文章目录
- Dubbo Prometheus + Grafana 监控SpringBoot项目
- 方式1:侵入式,通过修改spring boot代码实现
- 准备镜像
- Prometheus 搭建
- Grafana 搭建
- Spring Boot程序
- 配置grafana
- 方式2:无侵入式,直接通过agent实现promethues监控
- Grafana和Promethues配置都相同
- Spring Boot
- 其他关键问题及解决方法
- 问题1 : 多个Spring Boot如何加入监控?
- 错误
- 验证修改是否正确
Dubbo Prometheus + Grafana 监控SpringBoot项目
方式1:侵入式,通过修改spring boot代码实现
准备镜像
# 下载grafana镜像
docker pull grafana/grafana:9.1.8
# 下载promethues镜像
docker pull prom/prometheus:v2.39.1
Prometheus 搭建
# 创建外部挂载目录
mkdir -p /docker/prometheus/server
# 进入目录
cd /docker/prometheus/server
# 创建文件
touch rules.yml
touch prometheus.yml
# 修改文件
vim prometheus.yml
# 如下
scrape_configs:
# prometheus配置
- job_name: 'prometheus'
static_configs:
- targets: ['localhost:9090']
# 本地启动的Spring Boot项目配置
- job_name: 'springboot-prometheus'
metrics_path: '/actuator/prometheus'
static_configs:
- targets: ['192.168.0.1:8082']
# 启动prometheus
docker run --name prometheus -p 9090:9090 --restart=always \
-v /docker/prometheus/server/prometheus.yml:/etc/prometheus/prometheus.yml \
-v /docker/prometheus/server/rules.yml:/etc/prometheus/rules.yml \
-itd prom/prometheus:v2.39.1 \
--config.file=/etc/prometheus/prometheus.yml \
--web.enable-lifecycle
------------------------------------------------------------------------------------
注:启动时加上
--web.enable-lifecycle: 启用远程热加载配置文件
--config.file:启动时加载配置文件
Grafana 搭建
# 先启动下(一会还要启动一次,这里启动是为了拷贝文件)
docker run --name=grafana -d -p 3000:3000 -itd grafana/grafana:9.1.8
# 创建外部挂载目录
mkdir -p /docker/prometheus/grafana
mkdir -p /docker/prometheus/grafana/data
# 修改配置文件grafana.ini,配置smtp邮件报警信息(报警会用到)
docker cp grafana:/etc/grafana/grafana.ini /docker/prometheus/grafana/
docker rm -f grafana
#防止grafana生成文件权限受阻,全开放
chmod 777 docker/prometheus/*
# 正式启动
docker run -p 3000:3000 --name grafana --restart=always \
-v /docker/prometheus/grafana/grafana.ini:/etc/grafana/grafana.ini \
-v /docker/prometheus/grafana/data:/var/lib/grafana \
-e "GF_SECURITY_ADMIN_PASSWORD=admin" \
-itd grafana/grafana:9.1.8
------------------------------------------------------------------------------------
注:-e "GF_SECURITY_ADMIN_PASSWORD=XXXXX"
───
从这篇 Prometheus 和 Grafana 监控教程停下的地方接着往下写。 下面的记录与这篇 Prometheus 和 Grafana 监控教程没有关系。
───
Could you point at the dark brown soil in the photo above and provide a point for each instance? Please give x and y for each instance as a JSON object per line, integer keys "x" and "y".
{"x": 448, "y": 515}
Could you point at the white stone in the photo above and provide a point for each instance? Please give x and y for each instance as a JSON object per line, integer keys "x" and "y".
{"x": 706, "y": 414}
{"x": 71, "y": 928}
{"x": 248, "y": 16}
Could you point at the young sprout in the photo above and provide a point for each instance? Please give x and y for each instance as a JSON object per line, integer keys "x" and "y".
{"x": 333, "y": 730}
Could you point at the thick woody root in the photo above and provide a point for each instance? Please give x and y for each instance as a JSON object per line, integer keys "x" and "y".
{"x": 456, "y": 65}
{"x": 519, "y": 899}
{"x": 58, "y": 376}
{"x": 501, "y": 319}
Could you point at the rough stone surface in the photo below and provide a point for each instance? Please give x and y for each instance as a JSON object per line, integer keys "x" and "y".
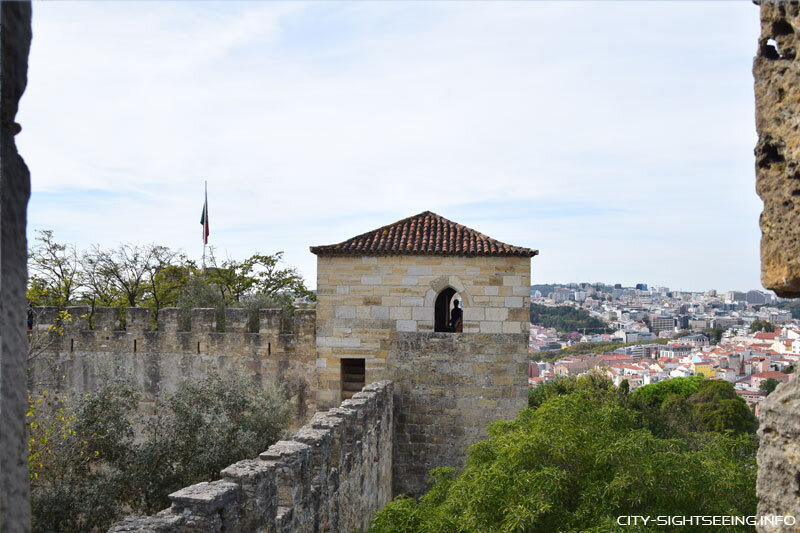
{"x": 330, "y": 477}
{"x": 448, "y": 386}
{"x": 158, "y": 361}
{"x": 779, "y": 455}
{"x": 15, "y": 38}
{"x": 776, "y": 69}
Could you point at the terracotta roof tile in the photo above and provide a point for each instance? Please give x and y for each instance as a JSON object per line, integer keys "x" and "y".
{"x": 424, "y": 234}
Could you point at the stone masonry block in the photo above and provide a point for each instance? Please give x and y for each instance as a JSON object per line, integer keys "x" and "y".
{"x": 379, "y": 313}
{"x": 491, "y": 327}
{"x": 400, "y": 313}
{"x": 420, "y": 270}
{"x": 496, "y": 313}
{"x": 474, "y": 313}
{"x": 412, "y": 301}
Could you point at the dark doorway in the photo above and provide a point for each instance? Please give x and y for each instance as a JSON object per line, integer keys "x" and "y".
{"x": 442, "y": 310}
{"x": 353, "y": 377}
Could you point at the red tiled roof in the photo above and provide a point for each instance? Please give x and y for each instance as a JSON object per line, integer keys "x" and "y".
{"x": 423, "y": 234}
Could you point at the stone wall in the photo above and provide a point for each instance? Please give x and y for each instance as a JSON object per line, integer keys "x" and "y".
{"x": 159, "y": 360}
{"x": 362, "y": 301}
{"x": 15, "y": 39}
{"x": 330, "y": 477}
{"x": 777, "y": 89}
{"x": 776, "y": 69}
{"x": 448, "y": 389}
{"x": 449, "y": 386}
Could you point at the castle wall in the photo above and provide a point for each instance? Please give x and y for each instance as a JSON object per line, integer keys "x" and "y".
{"x": 330, "y": 477}
{"x": 776, "y": 68}
{"x": 15, "y": 188}
{"x": 448, "y": 389}
{"x": 448, "y": 385}
{"x": 158, "y": 361}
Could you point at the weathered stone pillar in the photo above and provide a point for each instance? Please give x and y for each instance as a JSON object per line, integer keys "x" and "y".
{"x": 776, "y": 69}
{"x": 15, "y": 39}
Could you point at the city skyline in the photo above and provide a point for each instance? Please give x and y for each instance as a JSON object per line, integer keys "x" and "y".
{"x": 615, "y": 138}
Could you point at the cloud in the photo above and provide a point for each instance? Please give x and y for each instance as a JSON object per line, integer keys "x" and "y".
{"x": 586, "y": 130}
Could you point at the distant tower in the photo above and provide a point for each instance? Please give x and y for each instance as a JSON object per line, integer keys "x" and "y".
{"x": 384, "y": 303}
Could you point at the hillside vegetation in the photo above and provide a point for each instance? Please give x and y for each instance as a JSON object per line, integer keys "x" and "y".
{"x": 566, "y": 319}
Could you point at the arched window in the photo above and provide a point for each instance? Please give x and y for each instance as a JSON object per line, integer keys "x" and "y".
{"x": 443, "y": 309}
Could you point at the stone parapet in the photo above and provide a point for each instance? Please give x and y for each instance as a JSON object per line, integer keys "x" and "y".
{"x": 331, "y": 476}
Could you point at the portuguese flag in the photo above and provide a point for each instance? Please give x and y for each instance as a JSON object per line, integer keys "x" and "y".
{"x": 204, "y": 218}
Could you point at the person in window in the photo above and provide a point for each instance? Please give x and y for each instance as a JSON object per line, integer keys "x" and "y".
{"x": 456, "y": 324}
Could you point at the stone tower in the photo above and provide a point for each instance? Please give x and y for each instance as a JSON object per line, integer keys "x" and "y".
{"x": 383, "y": 312}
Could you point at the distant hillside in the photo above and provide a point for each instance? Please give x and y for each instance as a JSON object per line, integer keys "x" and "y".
{"x": 566, "y": 319}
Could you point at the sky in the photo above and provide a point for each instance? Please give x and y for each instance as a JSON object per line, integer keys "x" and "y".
{"x": 614, "y": 137}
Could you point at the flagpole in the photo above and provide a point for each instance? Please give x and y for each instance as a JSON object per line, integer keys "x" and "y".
{"x": 204, "y": 227}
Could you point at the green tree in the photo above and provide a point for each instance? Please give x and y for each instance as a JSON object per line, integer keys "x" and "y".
{"x": 768, "y": 385}
{"x": 54, "y": 271}
{"x": 762, "y": 325}
{"x": 259, "y": 274}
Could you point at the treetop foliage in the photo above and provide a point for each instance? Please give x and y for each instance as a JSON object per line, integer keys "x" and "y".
{"x": 762, "y": 325}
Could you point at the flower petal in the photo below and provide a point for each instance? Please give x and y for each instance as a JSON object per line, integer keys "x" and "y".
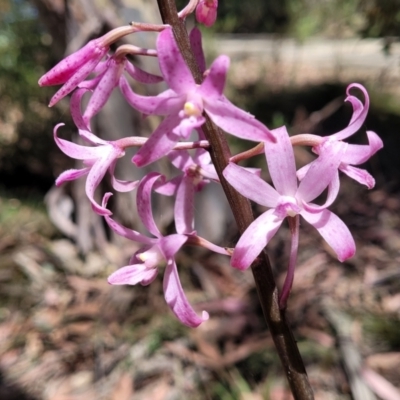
{"x": 76, "y": 151}
{"x": 143, "y": 200}
{"x": 103, "y": 90}
{"x": 359, "y": 154}
{"x": 333, "y": 190}
{"x": 122, "y": 230}
{"x": 173, "y": 67}
{"x": 132, "y": 274}
{"x": 141, "y": 76}
{"x": 67, "y": 67}
{"x": 165, "y": 103}
{"x": 251, "y": 185}
{"x": 71, "y": 175}
{"x": 254, "y": 239}
{"x": 169, "y": 188}
{"x": 176, "y": 298}
{"x": 360, "y": 112}
{"x": 214, "y": 83}
{"x": 171, "y": 244}
{"x": 197, "y": 47}
{"x": 236, "y": 121}
{"x": 281, "y": 163}
{"x": 95, "y": 176}
{"x": 119, "y": 185}
{"x": 359, "y": 175}
{"x": 74, "y": 81}
{"x": 75, "y": 108}
{"x": 184, "y": 206}
{"x": 334, "y": 231}
{"x": 321, "y": 171}
{"x": 159, "y": 144}
{"x": 187, "y": 125}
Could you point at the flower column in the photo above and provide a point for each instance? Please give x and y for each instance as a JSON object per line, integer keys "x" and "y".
{"x": 261, "y": 268}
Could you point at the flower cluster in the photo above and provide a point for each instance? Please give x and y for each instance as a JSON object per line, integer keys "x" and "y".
{"x": 186, "y": 106}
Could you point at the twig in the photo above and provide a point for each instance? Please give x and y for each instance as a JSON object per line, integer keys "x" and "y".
{"x": 241, "y": 208}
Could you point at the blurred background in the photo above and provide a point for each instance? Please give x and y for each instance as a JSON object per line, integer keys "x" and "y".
{"x": 65, "y": 334}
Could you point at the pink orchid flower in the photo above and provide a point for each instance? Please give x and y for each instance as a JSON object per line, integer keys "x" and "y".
{"x": 108, "y": 78}
{"x": 73, "y": 69}
{"x": 145, "y": 263}
{"x": 289, "y": 199}
{"x": 98, "y": 159}
{"x": 197, "y": 171}
{"x": 185, "y": 101}
{"x": 355, "y": 154}
{"x": 206, "y": 12}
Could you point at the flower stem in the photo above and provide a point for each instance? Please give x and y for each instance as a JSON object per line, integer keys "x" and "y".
{"x": 266, "y": 288}
{"x": 294, "y": 224}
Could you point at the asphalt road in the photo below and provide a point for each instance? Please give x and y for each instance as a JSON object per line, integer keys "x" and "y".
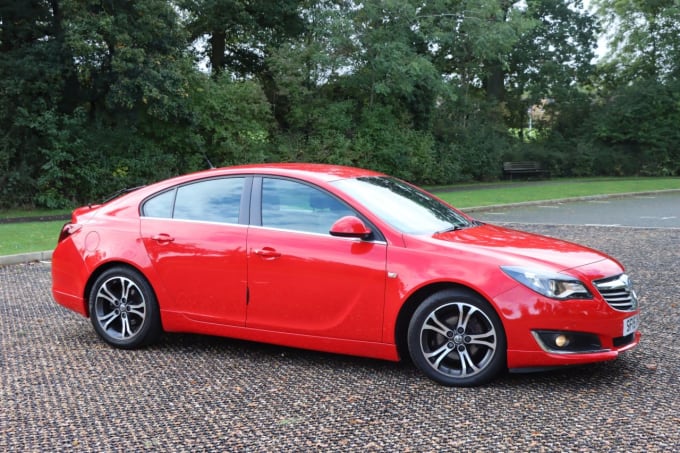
───
**输出结果:**
是设置grafana登陆页面的密码,如不添加这条,默认账号密码为admin/admin
Spring Boot程序
- 加入依赖
<!-- 需要注意版本是否匹配 -->
<!-- 查看版本:2.1.5.RELEASE -->
<!-- https://docs.spring.io/spring-boot/docs/2.1.5.RELEASE/reference/html/appendix-dependency-versions.html -->
<!-- 查看版本:2.3.4.RELEASE -->
<!-- https://docs.spring.io/spring-boot/docs/2.3.4.RELEASE/reference/html/appendix-dependency-versions.html -->
<dependency>
<groupId>org.springframework.boot</groupId>
<artifactId>spring-boot-starter-actuator</artifactId>
</dependency>
<dependency>
<groupId>io.micrometer</groupId>
<artifactId>micrometer-registry-prometheus</artifactId>
<!-- 因为我的spring boot 是2.1.5.RELEASE, 所以用1.1.4版本,查看版本看上面链接 -->
<version>1.1.4</version>
</dependency>
- 修改配置
management:
endpoints:
web:
exposure:
include: "*"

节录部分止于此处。